* THE PROBLEM
Find every line below that contains the word "dark" and copy each of those lines in full.

* Saved data entries
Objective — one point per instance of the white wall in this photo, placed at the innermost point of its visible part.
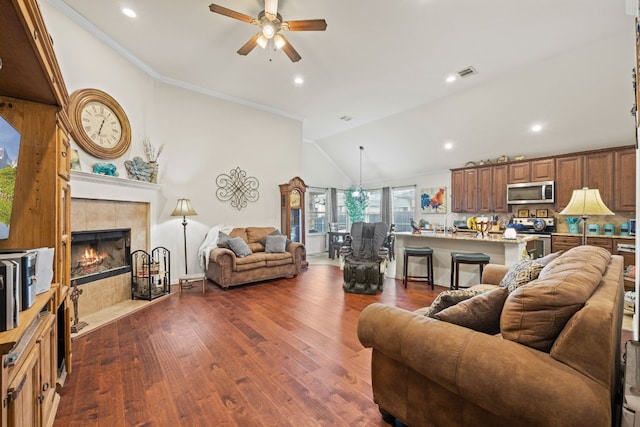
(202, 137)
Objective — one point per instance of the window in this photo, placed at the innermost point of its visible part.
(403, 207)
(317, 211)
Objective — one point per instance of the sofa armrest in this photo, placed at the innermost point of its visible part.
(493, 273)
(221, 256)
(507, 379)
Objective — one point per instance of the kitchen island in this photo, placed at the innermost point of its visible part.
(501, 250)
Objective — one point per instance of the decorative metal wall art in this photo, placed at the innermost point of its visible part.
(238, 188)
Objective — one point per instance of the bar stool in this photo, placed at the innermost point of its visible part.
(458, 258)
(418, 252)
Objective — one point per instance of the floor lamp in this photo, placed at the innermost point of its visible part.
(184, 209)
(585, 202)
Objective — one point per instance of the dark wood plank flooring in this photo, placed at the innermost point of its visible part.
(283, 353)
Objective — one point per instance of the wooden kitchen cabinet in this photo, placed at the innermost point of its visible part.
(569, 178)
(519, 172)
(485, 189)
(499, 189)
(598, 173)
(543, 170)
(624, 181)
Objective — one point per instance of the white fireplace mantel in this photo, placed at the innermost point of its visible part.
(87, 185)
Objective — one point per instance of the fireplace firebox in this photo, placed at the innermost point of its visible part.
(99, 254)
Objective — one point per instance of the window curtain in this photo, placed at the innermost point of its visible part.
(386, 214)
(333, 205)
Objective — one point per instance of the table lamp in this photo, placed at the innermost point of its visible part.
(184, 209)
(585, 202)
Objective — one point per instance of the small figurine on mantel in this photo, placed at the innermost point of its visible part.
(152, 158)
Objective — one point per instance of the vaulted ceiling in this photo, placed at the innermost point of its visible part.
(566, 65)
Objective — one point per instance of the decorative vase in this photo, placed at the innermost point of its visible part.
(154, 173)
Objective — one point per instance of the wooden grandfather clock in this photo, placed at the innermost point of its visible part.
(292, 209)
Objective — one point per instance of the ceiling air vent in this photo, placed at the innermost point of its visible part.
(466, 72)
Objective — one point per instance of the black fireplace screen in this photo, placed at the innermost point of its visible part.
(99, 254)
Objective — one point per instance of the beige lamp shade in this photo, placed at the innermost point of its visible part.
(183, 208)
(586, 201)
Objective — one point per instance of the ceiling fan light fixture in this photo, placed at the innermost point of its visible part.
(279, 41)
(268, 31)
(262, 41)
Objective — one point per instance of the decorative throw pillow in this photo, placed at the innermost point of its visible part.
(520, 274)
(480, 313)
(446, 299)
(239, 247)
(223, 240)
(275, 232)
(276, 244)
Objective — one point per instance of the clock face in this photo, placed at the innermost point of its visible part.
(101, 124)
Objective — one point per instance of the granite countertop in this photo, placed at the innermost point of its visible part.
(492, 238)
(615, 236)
...
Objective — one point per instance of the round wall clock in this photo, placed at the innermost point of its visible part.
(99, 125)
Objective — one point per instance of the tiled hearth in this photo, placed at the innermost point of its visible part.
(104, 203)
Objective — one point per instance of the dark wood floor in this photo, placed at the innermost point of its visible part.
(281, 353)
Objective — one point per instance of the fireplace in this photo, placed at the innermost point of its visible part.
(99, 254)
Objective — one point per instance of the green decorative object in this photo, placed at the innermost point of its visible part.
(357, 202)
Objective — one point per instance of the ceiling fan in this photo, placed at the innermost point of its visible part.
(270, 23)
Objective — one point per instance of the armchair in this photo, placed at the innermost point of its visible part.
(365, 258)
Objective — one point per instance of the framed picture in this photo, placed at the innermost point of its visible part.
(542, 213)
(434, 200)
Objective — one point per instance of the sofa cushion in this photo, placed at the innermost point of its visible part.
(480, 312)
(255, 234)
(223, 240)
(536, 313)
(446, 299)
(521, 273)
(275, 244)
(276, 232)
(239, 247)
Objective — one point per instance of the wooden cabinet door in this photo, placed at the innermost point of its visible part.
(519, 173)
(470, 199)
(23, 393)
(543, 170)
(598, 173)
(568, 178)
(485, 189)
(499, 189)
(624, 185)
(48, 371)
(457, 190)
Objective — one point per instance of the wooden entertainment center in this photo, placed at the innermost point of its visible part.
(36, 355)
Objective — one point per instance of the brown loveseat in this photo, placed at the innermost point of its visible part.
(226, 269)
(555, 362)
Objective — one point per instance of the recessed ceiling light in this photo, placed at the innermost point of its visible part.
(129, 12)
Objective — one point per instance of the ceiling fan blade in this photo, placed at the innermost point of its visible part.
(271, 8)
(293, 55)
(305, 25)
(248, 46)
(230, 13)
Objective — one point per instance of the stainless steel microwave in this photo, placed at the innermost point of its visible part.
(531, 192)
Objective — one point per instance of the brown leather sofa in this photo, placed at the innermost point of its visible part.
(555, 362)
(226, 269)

* FULL RESPONSE
Objective — one point per instance of the dark wood plank flooring in this photo, placed at the innermost point of its visible part.
Objective — one point per instance of the dark wood floor in this photo, placed at the innermost point of its visible part.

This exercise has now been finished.